Let P be source node of FETs. If you use KCL at node P, you have \$gm1(v1-Vp) + gm2(v2 - Vp) + \frac{(Vx-Vp)}{rx} + \frac{(Vy-Vp)}{ry} =0\$

Nodes \$x\$ and \$y\$ are the drain nodes of left and right branches. Assume \$rx\$ and \$ry\$ between drain nodes and P are asymmetrical (as in this problem). The idea is that even though they are asymmetrical, if they are large enough to make the second terms insignificant, vs the first two (regardless of the asymmetry), this leaves only the first two terms. Given that gms and input devices are equivalent and vins are equivalent, but opposite sign. One can show that Vp is 0 (This second form is the exact argument Razavi uses in his text).

The same approach can be used with KCL at the drain nodes, with similar assumptions on load resistances.

Now, I've seen others argue these points as well. My only perspective (especially if you are starting to learn this) is that if the majority of experts have accepted and taught this for years as well as designers without backlash, I would just accept it for now so that you can solve for the analysis. Even without the extra R, the most used and basic single ended differential pair is asymmetrical as well (Allen & Holberg, which is like the bible of CMOS design put this in a footnote, and just admit they ignore it for clarity of teaching the concepts).

It's like GBW as being pushed (similarly in literature) as constant for years for amplifiers, but being invalid for smaller gains. This is since simplified assumptions make the concepts easier and avoid drowning students in more detailed derivations and proofs.

Answer 3

First start with a very great value of \$R1\$ to verify if the node P is a small signal ground. If P is a virtual small-signal ground for any R1, this should hold also for \$R1 = ∞\$, i.e., when M1/M2 drains are not connected with any resistor at all:

For a DM input signal, write down KCL equations for calculating the voltages (w.r.t. the ground) at the circuit nodes: \$V_1\$ is a small signal voltage at the M1/M3 drain node, \$V_P\$ is a small signal voltage at the node P (for Pair, the connected sources of M1 & M2 diff pair transistors), \$V_{out}\$ is a small signal voltage at the M2/M4 drain node. In the absence of the bridge resistor R1, the drain currents of transistors M2, M3 and M4 are all equal to the current of the diode connected M1 (be careful when selecting current directions! I've accepted the positive currents to run counterclockwise in the closed loop of the AC current V1 -> P -> Vout -> Vdd.)

Source data
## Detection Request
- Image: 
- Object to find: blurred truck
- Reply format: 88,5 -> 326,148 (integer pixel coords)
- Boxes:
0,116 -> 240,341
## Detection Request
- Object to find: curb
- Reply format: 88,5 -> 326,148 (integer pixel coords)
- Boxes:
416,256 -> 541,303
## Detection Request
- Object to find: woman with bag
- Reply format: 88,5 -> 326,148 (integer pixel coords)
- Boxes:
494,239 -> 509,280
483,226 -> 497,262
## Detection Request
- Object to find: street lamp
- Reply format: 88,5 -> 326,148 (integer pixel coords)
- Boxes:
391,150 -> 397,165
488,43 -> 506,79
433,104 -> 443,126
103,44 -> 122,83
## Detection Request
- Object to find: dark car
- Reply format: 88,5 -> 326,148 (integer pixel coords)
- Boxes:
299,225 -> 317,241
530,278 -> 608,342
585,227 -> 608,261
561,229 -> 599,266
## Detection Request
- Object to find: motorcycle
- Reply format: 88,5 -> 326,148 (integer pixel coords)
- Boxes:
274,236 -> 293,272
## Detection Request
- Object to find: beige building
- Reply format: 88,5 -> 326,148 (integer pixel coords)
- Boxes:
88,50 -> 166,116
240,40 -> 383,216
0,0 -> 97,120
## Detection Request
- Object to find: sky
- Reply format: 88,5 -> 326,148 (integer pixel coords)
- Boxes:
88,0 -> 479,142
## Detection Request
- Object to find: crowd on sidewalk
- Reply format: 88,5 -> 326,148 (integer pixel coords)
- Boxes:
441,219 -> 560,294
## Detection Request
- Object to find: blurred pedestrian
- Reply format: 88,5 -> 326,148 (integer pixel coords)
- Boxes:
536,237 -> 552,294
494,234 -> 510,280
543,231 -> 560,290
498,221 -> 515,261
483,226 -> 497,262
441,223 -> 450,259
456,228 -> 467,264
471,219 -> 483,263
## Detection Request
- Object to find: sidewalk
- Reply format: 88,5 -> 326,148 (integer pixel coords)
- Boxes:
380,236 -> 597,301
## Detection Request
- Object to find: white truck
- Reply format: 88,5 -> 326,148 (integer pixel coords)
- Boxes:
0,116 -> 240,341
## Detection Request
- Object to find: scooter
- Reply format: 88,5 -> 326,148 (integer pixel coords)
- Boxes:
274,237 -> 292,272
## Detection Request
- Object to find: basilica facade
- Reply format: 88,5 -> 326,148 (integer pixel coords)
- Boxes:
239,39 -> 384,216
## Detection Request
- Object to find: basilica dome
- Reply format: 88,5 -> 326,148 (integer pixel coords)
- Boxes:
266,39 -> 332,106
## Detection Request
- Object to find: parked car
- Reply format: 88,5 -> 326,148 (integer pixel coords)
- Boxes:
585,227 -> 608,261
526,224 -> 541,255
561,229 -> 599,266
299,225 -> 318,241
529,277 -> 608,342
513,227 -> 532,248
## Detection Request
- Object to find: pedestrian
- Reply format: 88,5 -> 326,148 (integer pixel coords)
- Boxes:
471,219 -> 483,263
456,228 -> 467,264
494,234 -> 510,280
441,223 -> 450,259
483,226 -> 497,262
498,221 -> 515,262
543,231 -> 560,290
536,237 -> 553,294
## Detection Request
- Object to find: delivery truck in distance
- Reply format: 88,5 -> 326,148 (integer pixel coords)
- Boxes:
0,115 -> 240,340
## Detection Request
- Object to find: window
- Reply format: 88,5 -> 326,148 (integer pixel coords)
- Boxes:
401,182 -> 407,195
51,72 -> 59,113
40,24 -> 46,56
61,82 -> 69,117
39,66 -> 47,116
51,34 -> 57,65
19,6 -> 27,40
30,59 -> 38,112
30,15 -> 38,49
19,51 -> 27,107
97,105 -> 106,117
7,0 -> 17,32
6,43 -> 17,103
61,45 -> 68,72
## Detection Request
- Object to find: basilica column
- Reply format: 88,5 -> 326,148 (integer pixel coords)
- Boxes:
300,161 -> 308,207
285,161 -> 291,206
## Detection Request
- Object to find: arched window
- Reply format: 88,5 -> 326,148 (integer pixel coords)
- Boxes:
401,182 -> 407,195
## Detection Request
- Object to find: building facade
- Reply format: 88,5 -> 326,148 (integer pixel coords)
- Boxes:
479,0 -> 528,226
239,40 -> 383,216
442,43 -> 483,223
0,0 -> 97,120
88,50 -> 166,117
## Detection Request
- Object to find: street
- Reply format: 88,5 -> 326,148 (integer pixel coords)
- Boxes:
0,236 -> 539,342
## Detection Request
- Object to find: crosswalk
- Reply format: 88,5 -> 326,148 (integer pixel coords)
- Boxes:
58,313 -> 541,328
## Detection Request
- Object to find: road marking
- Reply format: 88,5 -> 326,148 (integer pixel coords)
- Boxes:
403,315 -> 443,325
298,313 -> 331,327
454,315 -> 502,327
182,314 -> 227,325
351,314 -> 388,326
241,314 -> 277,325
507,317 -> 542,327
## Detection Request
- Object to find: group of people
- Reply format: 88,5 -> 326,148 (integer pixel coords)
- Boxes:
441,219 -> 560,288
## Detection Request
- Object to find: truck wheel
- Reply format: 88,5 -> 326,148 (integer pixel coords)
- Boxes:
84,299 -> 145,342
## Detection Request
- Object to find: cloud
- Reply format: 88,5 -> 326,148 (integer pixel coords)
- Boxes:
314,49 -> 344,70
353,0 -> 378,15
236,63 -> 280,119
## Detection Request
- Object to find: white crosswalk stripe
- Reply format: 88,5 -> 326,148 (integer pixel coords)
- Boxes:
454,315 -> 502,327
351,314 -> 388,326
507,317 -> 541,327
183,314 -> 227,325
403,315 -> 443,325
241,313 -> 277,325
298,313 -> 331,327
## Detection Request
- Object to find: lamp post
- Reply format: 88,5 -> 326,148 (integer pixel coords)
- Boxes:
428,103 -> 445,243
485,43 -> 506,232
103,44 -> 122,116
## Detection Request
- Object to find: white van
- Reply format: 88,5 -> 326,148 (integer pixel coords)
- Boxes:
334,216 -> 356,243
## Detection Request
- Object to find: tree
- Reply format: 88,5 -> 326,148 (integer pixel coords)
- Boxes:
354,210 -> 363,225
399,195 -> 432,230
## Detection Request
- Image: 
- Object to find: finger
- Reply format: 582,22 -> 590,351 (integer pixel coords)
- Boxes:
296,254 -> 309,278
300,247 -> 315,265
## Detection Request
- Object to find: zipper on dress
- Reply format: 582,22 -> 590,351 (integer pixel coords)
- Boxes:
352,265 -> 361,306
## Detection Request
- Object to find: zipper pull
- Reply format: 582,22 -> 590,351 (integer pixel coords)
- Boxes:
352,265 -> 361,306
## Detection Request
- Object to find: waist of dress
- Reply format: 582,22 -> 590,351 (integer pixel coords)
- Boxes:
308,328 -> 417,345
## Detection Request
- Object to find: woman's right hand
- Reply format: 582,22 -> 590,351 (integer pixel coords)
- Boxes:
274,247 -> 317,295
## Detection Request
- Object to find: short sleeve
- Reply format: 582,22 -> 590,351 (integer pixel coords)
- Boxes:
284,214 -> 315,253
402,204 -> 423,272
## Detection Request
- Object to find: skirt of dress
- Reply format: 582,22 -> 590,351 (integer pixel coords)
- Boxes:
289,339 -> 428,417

GIVEN TASK 1: Reproduce the part of the differential pair discussion starting with "Nodes \$x\$ and" and going on through "in his text).".
GIVEN TASK 2: According to the differential pair discussion, what are nodes x and y?
GIVEN TASK 3: Continue the differential pair discussion from the point where it stops.

ANSWER 1:
Nodes \$x\$ and \$y\$ are the drain nodes of left and right branches. Assume \$rx\$ and \$ry\$ between drain nodes and P are asymmetrical (as in this problem). The idea is that even though they are asymmetrical, if they are large enough to make the second terms insignificant, vs the first two (regardless of the asymmetry), this leaves only the first two terms. Given that gms and input devices are equivalent and vins are equivalent, but opposite sign. One can show that Vp is 0 (This second form is the exact argument Razavi uses in his text).

ANSWER 2: They are the drain nodes of the left and right branches.

ANSWER 3:
$$ (g_{m3}+1/r_{O3})(-V_1) = g_{m1}(V_{in}-V_P) + {\frac {V_1 - V_P} {r_{O1}}} \tag 1 $$ $$ (g_{m3}+1/r_{O3})(-V_1) = -g_{m2}(-V_{in}-V_P) + {\frac {V_P - V_{out}} {r_{O2}}} \tag 2 $$ $$ (g_{m3}+1/r_{O3})(-V_1) = -g_{m4}(-V_1) + {\frac {V_{out}} {r_{O4}}} \tag 3 $$ where the symbols \$g_{m1}=g_{m2}=g_m, r_{O1}=r_{O2}=r_O\$ are the identical transconductances and output resistances of NMOS transistors M1, M2; \$g_{m3}=g_{m4}=g_{pmos}, r_{O3}=r_{O4}=r_{pmos}\$ are the identical transconductances and output resistances of PMOS transistors M3, M4.

For the small signal analysis, you can substitute a resistor \$r_d = r_{O3}||(1/g_{m3})\$ for the diode connected M3, without changes in the eqs. 1-3:

but you cannot omit the contribution of \$r_{O3}\$, when doing calculations with finite output resistances of PMOS. If you're omitting \$1/r_{O3}\$, you should also omit \$1/r_{O4}\$, because technologically these transistors are usually made identical.

After doing not-excessively-cumbersome calculations you obtain $$ V_{out} = {\frac {(2g_{pmos}r_{pmos}+1) g_m r_O r_{pmos}} {(g_{pmos}r_{pmos} + 1) (r_O + r_{pmos})}}V_{in} $$ In the process you also obtain \$V_P\$: $$ V_P = {\frac {(g_m r_O) (g_{pmos} r_{pmos})} {(g_m r_O + 1)(g_{pmos}r_{pmos}+1))}}{\frac {r_{pmos}} {(r_O + r_{pmos})}}V_{in} $$

The first fraction in this expression is symmetric w.r.t. parameters of NMOS and PMOS transistors and asymptotically tends to unity as \$g_{pmos} r_{pmos}, \, g_m r_O\$ products grow, but the fraction \$ r_{pmos}/(r_O + r_{pmos})\$ favorizes \$r_O\$ over \$r_{pmos}\$ from the point of view of ability to zero \$V_P\$ with high output resistance. With finite \$r_O\$'s, \$V_P\$ never becomes "small signal ground", however great \$r_{pmos}\$ values you select.

But notice that, for \$V_P\$ to become "small signal ground", you should secure a finite output resistance of the PMOS transistors of the active load. The NMOS output resistance \$r_O\$ should become much greater then the PMOS output resistance \$r_{pmos}\$ of the load, \$r_O >> r_{pmos}\$, which agrees with the formulas, but inconsistent with the explanation given in the accepted answer. Another way to adjust the \$V_P\$ behavior is to consider the tail current's AC component, i.e., the finite output resistance of the \$I_{SS}\$ current source.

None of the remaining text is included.